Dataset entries
■ ■ ■ ■ ■ ■ ■

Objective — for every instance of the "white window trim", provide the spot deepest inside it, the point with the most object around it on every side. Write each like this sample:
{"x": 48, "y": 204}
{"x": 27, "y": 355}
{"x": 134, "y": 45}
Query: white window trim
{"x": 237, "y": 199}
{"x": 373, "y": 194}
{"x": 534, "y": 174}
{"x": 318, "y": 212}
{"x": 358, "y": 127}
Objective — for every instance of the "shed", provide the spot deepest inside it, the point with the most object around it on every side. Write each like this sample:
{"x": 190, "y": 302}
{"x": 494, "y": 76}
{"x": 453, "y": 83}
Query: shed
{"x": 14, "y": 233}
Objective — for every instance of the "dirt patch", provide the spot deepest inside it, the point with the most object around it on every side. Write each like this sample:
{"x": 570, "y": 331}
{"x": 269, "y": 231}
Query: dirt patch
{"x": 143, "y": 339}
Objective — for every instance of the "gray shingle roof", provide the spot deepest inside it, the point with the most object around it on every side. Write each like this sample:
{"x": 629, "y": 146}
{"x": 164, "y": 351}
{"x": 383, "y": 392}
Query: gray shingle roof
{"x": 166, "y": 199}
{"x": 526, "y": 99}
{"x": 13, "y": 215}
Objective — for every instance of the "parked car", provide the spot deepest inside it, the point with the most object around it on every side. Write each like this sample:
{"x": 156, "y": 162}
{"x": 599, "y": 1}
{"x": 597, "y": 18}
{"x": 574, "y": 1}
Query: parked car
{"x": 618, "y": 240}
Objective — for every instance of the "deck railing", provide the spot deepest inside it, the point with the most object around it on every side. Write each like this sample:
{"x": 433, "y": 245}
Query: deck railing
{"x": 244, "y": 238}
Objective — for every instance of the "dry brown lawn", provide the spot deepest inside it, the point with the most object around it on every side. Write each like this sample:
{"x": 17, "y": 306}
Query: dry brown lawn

■ ■ ■ ■ ■ ■ ■

→ Assignment
The job here is to find each line above with the word "provide" and copy it.

→ Task result
Objective — for every instance of the "white window trim", provide the spot deepest inside it, the point with the most object around it on every side. Write each like this sample:
Objective — for every instance of the "shed", provide the spot deepest inside it, the point with the most object around it on every side. Write each like this sample:
Objective — for every instance of the "dirt patch", provide the spot deepest inside it, the point with the most object around it on every side. Write each like this sample:
Objective — for every instance of the "gray shingle roof", provide the spot deepest inside it, the point with the most object around it on every side. Write each like this sample:
Objective — for every instance of the "parked car", provide the spot deepest inside it, the point with the most object around it on every side. Write each like this sample:
Objective — for every instance of the "deck railing", provide the spot deepest inside it, the point with the most object around it on every side. Write each like this sample:
Objective — for every instance of the "dry brown lawn", provide the spot deepest inside it, the point with the most object around it on every side. Write each like this sample:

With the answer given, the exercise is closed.